--- begin Text section ---
Senate amendments to H.R. 22, Developing a Reliable and Innovative Vision for the Economy (DRIVE) Act (further amendment debate)

H.R. 22

Senate amendments to the Developing a Reliable and Innovative Vision for the Economy (DRIVE) Act (further amendment debate)

Date
November 4, 2015 (114th Congress, th Session)

Staff Contact
Communications

Floor Situation

On Wednesday, November 4, 2015, the House will complete consideration of amendments to the Senate amendments to H.R. 22, the Developing a Reliable and Innovative Vision for the Economy (DRIVE) Act, under a structured rule.  The rule further makes in order 81 amendments (58 to the Rules Committee Print to H.R. 3763; 23 to the Senate amendments to H.R. 22).  Click here for the previous Legislative Digest on the House amendments to the Senate amendments to H.R. 22.

Amendments

The rule makes in order the following additional amendments to the Rules Committee Print to H.R. 3763: [1]

  1. Elijah Cummings (D-MD)—The amendment makes a technical and conforming change to harmonize the U.S. DOT’s and the U.S. Small Business Administration’s small business size standards that are used for direct federal government contracting and federally assisted contracting.
  1. Tim Ryan (D-OH)—The amendment clarifies that alternative fuel vehicles are eligible for consideration and use of funding under the Congestion Mitigation and Air Quality (CMAQ) Improvement Program.
  1. Duncan Hunter (R-CA)—The amendment facilitates the supply of domestic aggregate for nationally significant freight and highway projects.
  1. Gregorio Sablan (D-MP)—The amendment allows ferry operations between U.S. territories or between a state and territory eligible for FBP funds.
  1. Mark DeSaulnier (D-CA)—The amendment directs states and metropolitan planning organizations to develop publicly available criteria to prioritize transportation projects.
  1. Raul Grijalva (D-AZ)—The amendment strikes Subtitle C, except section 1314.
  1. Duncan Hunter (R-CA)—The amendment establishes a program to permit the use of live plant materials for roadside maintenance.
  1. Jeff Denham (R-CA)—The amendment clarifies the intent of Congress and ensures the motor-carrier industry can operate under one standard when engaging in commerce. Pre-empts a patchwork of 50 different state meal and rest break laws to provide certainty for regional carriers doing business.
  1. Pete Aguilar (D-CA)—The amendment requires that the DOT, in coordination with DOD, implement the recommendations of a report issued by the Federal Motor Carrier Safety Administration to help veterans transition into civilian jobs driving commercial motor vehicles, including by obtaining commercial driver’s license.
--- end Text section ---
--- begin Supplied data ---
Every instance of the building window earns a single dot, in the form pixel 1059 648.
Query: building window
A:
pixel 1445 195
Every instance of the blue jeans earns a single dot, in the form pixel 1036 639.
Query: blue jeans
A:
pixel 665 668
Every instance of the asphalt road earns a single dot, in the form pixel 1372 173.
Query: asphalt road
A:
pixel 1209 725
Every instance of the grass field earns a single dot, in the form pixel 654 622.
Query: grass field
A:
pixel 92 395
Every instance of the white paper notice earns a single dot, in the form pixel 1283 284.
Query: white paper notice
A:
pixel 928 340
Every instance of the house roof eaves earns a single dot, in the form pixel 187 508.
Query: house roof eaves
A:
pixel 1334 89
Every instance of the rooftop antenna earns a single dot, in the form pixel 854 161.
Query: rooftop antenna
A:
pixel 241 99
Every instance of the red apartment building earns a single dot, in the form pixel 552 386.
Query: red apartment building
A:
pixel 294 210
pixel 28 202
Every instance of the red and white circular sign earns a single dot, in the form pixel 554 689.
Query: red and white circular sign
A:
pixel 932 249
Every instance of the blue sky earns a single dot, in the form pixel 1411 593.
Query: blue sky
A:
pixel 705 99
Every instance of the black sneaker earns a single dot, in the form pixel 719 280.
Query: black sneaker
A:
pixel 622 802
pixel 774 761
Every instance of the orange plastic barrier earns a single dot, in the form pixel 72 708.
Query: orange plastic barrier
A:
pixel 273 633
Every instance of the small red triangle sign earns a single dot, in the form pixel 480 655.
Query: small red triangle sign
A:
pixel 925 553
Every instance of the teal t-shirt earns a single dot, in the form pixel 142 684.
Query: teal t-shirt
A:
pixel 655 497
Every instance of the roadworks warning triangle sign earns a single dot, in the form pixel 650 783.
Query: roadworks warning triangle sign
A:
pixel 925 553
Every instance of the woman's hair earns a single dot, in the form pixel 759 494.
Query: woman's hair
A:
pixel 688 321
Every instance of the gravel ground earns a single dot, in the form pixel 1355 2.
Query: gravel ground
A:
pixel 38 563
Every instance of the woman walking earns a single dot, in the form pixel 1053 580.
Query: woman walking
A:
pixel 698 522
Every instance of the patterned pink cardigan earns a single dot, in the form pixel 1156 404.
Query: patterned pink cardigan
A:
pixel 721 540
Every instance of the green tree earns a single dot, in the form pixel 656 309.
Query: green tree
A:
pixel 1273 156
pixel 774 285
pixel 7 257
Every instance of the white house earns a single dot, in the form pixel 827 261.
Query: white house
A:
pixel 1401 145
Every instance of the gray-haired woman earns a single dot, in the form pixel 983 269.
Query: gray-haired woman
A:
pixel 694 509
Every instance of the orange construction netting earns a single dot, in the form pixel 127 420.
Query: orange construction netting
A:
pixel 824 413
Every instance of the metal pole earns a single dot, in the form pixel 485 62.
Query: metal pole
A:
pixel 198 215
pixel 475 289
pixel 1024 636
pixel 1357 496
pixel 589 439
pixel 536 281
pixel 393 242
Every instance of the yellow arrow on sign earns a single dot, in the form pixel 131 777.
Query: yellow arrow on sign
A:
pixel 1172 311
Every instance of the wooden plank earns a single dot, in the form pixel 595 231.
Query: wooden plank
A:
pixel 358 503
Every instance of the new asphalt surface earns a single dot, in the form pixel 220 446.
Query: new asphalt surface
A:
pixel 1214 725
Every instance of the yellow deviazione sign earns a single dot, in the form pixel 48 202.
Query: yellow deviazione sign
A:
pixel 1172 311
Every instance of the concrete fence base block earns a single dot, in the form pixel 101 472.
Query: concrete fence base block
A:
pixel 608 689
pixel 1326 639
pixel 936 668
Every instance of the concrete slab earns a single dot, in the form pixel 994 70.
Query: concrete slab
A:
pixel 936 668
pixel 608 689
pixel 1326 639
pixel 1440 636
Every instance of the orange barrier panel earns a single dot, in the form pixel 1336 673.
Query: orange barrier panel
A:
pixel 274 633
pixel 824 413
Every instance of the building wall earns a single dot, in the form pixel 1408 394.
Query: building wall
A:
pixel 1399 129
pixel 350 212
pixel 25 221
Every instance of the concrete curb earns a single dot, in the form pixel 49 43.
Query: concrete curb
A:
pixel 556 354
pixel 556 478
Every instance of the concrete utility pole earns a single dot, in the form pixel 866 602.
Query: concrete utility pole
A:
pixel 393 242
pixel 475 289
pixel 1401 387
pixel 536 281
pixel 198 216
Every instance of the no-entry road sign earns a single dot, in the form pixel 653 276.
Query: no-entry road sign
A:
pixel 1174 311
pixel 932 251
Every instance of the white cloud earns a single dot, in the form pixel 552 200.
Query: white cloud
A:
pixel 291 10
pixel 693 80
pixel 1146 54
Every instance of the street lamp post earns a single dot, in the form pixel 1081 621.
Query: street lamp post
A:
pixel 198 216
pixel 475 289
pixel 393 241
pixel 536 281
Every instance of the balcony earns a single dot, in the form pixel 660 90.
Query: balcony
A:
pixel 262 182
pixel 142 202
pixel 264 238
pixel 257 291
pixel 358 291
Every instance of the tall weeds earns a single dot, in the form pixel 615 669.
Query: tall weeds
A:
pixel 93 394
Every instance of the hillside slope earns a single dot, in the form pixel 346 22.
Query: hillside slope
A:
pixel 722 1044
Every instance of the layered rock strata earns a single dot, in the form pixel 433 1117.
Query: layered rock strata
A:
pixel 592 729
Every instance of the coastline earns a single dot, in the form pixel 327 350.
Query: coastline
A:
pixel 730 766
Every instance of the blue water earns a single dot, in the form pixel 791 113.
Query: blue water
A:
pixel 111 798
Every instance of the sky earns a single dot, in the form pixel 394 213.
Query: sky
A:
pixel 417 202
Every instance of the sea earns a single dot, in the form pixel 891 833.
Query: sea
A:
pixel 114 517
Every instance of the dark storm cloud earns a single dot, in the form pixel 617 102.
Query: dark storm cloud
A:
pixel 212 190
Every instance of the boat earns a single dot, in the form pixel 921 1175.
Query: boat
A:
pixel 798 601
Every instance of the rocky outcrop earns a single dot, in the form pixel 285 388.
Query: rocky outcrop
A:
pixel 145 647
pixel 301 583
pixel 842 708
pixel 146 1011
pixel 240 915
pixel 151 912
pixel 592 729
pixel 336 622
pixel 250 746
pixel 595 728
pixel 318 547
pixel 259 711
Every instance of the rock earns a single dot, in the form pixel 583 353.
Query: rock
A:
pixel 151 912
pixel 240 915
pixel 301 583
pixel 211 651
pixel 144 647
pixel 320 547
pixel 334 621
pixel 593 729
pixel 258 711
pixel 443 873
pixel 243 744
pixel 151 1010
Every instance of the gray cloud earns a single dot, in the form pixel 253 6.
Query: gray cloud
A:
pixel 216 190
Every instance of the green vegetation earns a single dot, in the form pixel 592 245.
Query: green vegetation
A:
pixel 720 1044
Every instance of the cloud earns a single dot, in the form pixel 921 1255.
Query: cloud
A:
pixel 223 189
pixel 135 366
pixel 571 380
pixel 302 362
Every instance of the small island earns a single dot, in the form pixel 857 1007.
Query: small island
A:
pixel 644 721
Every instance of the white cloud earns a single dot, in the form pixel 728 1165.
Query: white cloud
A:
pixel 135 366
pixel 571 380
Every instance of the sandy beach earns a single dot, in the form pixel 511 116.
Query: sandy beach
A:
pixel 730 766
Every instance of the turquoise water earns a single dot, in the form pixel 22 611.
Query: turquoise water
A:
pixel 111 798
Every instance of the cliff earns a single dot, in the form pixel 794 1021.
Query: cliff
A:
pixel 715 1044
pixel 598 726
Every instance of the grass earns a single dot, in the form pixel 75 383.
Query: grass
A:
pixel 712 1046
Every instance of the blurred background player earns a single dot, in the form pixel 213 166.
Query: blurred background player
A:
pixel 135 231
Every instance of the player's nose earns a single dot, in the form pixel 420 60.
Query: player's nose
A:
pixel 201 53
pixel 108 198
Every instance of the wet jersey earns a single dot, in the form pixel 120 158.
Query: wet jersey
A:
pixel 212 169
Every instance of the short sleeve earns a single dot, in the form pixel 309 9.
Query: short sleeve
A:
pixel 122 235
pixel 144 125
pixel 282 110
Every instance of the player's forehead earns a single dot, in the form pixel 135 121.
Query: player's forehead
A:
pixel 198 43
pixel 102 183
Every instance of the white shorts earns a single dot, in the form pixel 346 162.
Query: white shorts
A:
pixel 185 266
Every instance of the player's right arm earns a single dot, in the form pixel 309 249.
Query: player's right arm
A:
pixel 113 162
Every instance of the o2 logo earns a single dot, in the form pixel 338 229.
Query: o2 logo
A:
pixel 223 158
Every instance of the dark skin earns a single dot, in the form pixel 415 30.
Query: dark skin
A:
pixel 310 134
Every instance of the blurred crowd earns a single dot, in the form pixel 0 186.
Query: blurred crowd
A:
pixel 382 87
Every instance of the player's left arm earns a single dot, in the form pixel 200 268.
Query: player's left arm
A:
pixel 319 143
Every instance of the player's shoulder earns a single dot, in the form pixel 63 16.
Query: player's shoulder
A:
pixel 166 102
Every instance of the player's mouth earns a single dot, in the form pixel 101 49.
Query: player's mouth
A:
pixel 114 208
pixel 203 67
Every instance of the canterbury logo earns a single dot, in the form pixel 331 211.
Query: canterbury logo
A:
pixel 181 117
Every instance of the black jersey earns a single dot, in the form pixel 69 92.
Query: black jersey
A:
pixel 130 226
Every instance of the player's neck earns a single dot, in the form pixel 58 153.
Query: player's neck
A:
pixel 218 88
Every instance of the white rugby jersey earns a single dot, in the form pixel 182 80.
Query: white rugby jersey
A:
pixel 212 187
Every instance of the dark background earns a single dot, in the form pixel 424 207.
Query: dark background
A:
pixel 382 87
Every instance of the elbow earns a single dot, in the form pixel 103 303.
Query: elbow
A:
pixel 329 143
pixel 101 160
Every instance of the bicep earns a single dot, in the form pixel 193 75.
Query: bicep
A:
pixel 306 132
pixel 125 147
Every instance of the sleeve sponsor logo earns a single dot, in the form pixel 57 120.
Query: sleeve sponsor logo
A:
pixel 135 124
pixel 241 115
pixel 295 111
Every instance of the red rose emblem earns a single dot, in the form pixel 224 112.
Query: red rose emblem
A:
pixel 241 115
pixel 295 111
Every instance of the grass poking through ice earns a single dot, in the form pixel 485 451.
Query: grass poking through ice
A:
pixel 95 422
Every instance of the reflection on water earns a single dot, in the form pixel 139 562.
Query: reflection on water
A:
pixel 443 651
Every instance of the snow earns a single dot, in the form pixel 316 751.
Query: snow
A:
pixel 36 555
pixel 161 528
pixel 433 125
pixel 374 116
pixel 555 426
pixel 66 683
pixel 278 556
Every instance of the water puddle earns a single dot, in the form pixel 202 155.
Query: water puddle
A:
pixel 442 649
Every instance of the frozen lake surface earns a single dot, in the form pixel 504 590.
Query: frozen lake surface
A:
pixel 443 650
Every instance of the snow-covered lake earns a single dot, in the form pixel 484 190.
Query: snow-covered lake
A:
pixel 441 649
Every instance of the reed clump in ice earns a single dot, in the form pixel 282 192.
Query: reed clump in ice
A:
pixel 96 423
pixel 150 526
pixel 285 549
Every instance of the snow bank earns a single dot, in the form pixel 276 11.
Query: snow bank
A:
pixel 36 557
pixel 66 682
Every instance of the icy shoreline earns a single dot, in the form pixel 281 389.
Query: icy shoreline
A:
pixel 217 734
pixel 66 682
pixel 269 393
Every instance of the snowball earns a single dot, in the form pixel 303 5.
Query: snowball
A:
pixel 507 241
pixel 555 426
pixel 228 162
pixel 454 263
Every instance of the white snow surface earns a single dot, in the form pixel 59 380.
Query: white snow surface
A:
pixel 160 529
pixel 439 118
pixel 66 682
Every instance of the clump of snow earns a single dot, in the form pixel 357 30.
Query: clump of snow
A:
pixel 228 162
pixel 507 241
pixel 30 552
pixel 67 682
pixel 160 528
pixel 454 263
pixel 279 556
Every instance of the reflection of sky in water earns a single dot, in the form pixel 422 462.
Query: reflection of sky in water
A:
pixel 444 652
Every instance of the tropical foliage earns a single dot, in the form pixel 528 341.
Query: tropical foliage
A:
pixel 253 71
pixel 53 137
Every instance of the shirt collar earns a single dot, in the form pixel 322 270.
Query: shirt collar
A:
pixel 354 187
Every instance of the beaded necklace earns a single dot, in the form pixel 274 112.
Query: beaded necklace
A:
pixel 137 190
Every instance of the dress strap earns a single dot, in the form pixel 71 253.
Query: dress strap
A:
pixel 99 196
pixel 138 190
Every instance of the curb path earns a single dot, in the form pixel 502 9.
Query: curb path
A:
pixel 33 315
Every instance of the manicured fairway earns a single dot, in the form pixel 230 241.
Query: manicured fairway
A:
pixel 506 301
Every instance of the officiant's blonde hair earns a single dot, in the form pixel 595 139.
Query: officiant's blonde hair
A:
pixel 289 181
--- end Supplied data ---
Exercise instructions:
[A] Do these statements agree with the DRIVE Act amendment digest? Answer yes or no for each, and quote the words from the digest that settle it.
(i) The rule makes 81 amendments in order.
(ii) The Raul Grijalva amendment strikes all of Subtitle C.
(iii) One Duncan Hunter amendment sets up a program allowing live plant materials in roadside maintenance.
[B] Can you carry the DRIVE Act amendment digest further, beginning right after its last sentence?
These items were drawn from a separate source.

Answers per task:
[A]
(i) Yes: "The rule further makes in order 81 amendments"
(ii) No: "The amendment strikes Subtitle C, except section 1314."
(iii) Yes: "The amendment establishes a program to permit the use of live plant materials for roadside maintenance."

[B]
  1. Janice Hahn (D-CA)—The amendment directs the Secretary to conduct a study of the feasibility, costs, and economic impact of burying power lines underground.
  1. Denny Heck (D-WA)—The amendment requires the Department of Transportation to develop a set of best practices for the installation and maintenance of green storm water infrastructure, and assist any state requesting help to develop a storm water management plan by providing guidance based on those best practices.
  1. Steve King (R-IA)—The amendment requires that none of the funds made available by this Act may be used to implement, administer, or enforce the prevailing rate wage requirements of the Davis-Bacon Act.
  1. Rick Larsen (D-WA)—The amendment creates an expedited process for smaller TIFIA loans backed by local revenue sources, so they can be accessible to smaller cities and counties.
  1. John Culberson (R-TX)—The amendment requires a local transit entity to have a debt to equity ratio of at least 1:1 in order to be eligible for federal funds.
  1. Barbara Comstock (R-VA)—The amendment amends 49 USC 5337(d)(1) to include those public transportation vehicles that operate on high-occupancy toll lanes that were converted from high-occupancy vehicle lanes during peak hours.
  1. Grace Meng (D-NY)—The amendment requires the Secretary to revise the crash investigation data collection system to include additional data regarding child restraint systems whenever there are child occupants present in vehicle crashes.
  1. Steve Russell (R-OK)—The amendment prohibits federal financial assistance to establish, maintain, operate, or otherwise support a streetcar service. This prohibition does not apply to contracts entered into before the date of enactment of this Act.
  1. Donna Edwards (D-MD)—The amendment gives USDOT authority to appoint and oversee the fed board members to the WMATA board, while currently GSA has this responsibility.
  1. Lois Frankel (D-FL)—The amendment requires Compliance, Safety, Accountability (CSA) scores to remain publicly available during the National Research Council of the National Academies study of the CSA Program required by Section 5221, adds a provision to the new broker-shipper hiring standard created by Section 5224 to prohibit the hiring of “high risk carriers” as defined by the Federal Motor Carrier Safety Administration, and removes several studies.
  1. John Duncan (R-TN)—The amendment clarifies that motor carriers who have not been prioritized for a compliance review by FMCSA due to their safe operations are equal in safety status to “satisfactory” rated carriers.
  1. John Lewis (D-GA)—The amendment strikes the graduated commercial driver’s license program language in H.R. 3763 and replaces it with a study on the safety of intrastate teen truck drivers.
  1. Hank Johnson (D-GA)—The amendment strikes language that sets up a new procedural criteria for an FMCSA study on minimum trucking insurance that is already underway.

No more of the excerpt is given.